WHAT THE TASK ASKS = In the data below, find every line that has the string "adult", and copy it.

GIVEN RECORDS section start

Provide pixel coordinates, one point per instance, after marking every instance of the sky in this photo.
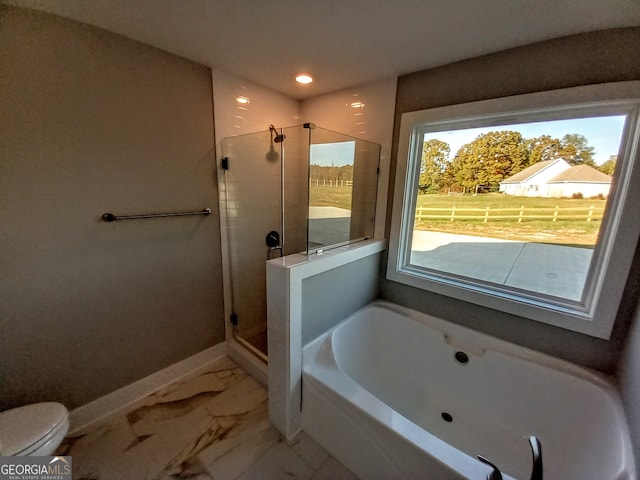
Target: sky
(336, 154)
(602, 133)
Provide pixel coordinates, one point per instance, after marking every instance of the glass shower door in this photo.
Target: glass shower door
(253, 190)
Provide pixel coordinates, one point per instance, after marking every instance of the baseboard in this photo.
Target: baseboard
(247, 360)
(121, 399)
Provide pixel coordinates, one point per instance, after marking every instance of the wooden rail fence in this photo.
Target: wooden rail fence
(520, 214)
(329, 182)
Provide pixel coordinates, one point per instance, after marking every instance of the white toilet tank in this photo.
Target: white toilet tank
(33, 430)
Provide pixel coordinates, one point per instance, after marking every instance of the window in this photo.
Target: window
(522, 204)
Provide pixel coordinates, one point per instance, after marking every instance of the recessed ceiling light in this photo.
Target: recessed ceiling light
(304, 78)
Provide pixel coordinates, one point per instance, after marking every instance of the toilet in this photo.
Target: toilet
(33, 430)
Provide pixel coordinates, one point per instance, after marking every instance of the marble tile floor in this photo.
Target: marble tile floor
(211, 426)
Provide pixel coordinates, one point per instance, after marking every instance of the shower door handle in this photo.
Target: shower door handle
(273, 242)
(271, 250)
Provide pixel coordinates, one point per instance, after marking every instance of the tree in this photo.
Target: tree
(609, 166)
(576, 150)
(490, 158)
(435, 158)
(543, 148)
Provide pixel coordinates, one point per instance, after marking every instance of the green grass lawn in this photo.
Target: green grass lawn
(570, 227)
(330, 197)
(564, 231)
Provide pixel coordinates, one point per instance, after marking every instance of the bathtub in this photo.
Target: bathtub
(396, 394)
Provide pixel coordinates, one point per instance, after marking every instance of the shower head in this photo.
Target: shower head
(279, 138)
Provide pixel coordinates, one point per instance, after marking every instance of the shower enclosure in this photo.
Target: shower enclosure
(300, 189)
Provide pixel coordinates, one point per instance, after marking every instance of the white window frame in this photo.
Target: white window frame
(595, 314)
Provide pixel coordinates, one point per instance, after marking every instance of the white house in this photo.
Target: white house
(532, 181)
(581, 179)
(556, 178)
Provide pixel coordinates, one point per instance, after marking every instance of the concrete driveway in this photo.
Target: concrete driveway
(549, 269)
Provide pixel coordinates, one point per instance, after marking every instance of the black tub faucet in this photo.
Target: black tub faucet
(536, 452)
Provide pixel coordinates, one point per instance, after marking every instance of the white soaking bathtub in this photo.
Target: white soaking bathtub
(387, 393)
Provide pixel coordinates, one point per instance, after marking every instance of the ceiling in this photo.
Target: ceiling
(342, 43)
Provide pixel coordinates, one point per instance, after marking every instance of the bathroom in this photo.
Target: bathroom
(90, 307)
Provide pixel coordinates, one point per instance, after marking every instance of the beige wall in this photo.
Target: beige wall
(597, 57)
(92, 122)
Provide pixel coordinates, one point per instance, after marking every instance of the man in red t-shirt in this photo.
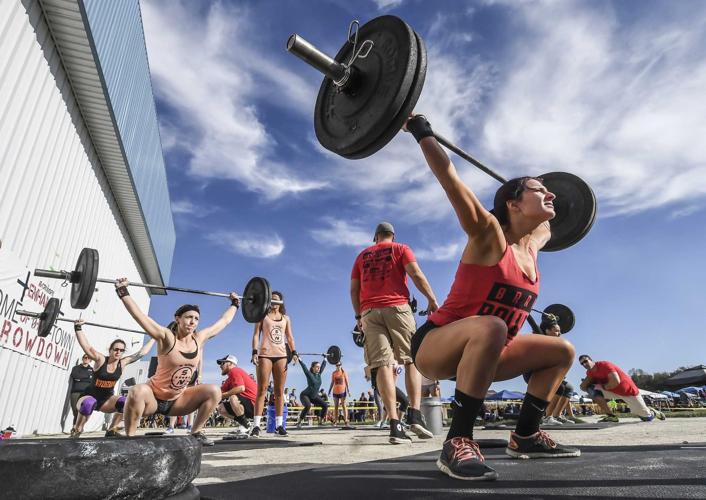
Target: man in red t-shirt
(238, 391)
(604, 381)
(380, 300)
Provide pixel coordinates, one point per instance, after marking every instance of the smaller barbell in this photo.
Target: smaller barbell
(255, 301)
(333, 355)
(50, 315)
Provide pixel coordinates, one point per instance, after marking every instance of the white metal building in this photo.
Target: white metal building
(81, 165)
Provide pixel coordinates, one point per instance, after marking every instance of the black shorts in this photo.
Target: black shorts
(565, 389)
(419, 335)
(163, 407)
(274, 359)
(247, 406)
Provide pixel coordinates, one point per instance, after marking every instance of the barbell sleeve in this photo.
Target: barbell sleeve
(315, 58)
(46, 273)
(37, 315)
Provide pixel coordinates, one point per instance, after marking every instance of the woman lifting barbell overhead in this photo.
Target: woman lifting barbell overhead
(108, 370)
(179, 353)
(472, 336)
(269, 355)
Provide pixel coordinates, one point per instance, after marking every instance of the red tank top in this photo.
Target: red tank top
(502, 290)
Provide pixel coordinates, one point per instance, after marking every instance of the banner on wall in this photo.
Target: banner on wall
(19, 289)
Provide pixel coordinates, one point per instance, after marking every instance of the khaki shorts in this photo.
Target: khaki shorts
(388, 335)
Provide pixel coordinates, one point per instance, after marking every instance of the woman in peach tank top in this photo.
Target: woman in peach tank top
(179, 353)
(269, 355)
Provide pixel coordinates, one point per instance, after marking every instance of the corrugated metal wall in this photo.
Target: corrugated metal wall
(116, 28)
(54, 200)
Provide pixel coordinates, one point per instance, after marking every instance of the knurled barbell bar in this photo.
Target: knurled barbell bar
(333, 354)
(50, 316)
(255, 301)
(363, 103)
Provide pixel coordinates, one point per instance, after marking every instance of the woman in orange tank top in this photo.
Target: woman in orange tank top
(471, 337)
(269, 355)
(179, 353)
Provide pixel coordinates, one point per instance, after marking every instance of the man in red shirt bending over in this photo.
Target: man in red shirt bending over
(604, 380)
(380, 299)
(238, 392)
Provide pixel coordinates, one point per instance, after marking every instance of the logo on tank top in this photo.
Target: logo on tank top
(509, 303)
(181, 377)
(276, 336)
(377, 264)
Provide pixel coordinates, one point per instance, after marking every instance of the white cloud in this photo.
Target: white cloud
(187, 207)
(248, 244)
(387, 4)
(207, 70)
(620, 105)
(441, 253)
(342, 233)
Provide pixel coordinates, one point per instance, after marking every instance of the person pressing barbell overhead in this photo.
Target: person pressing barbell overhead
(311, 393)
(380, 296)
(179, 353)
(238, 392)
(269, 355)
(472, 336)
(605, 380)
(100, 394)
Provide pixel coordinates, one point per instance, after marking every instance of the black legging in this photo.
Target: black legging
(307, 400)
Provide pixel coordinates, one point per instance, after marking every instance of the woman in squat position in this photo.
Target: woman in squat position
(472, 335)
(269, 355)
(108, 370)
(179, 353)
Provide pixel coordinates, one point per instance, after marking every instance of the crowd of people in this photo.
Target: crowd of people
(472, 338)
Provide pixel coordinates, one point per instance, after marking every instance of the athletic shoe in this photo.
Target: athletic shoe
(610, 418)
(417, 424)
(551, 421)
(461, 459)
(538, 445)
(397, 433)
(201, 438)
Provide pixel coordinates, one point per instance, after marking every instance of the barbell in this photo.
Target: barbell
(50, 315)
(333, 354)
(255, 301)
(369, 91)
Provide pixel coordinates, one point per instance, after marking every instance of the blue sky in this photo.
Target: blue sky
(611, 91)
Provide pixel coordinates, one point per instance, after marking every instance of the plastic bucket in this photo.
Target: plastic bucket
(271, 418)
(431, 408)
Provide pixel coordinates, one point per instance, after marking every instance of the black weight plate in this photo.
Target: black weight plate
(333, 355)
(48, 317)
(83, 278)
(349, 122)
(407, 108)
(565, 316)
(256, 300)
(575, 207)
(358, 336)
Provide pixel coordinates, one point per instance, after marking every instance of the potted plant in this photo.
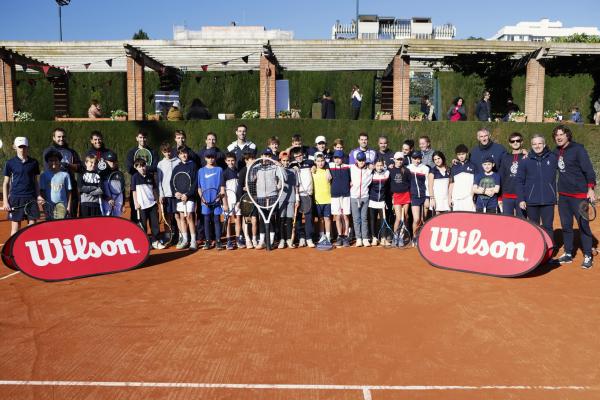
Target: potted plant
(518, 116)
(416, 116)
(250, 114)
(118, 115)
(23, 116)
(383, 115)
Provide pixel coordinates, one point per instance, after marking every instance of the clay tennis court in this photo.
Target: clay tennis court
(301, 324)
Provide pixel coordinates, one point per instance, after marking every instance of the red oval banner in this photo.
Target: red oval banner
(75, 248)
(489, 244)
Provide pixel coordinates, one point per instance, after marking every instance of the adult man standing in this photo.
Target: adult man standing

GIVEN RECORDS section end

SOLUTION =
Provide pixel coordinates, one point per instance, after marking every instance of the adult man standing in this photo.
Target: adult man standing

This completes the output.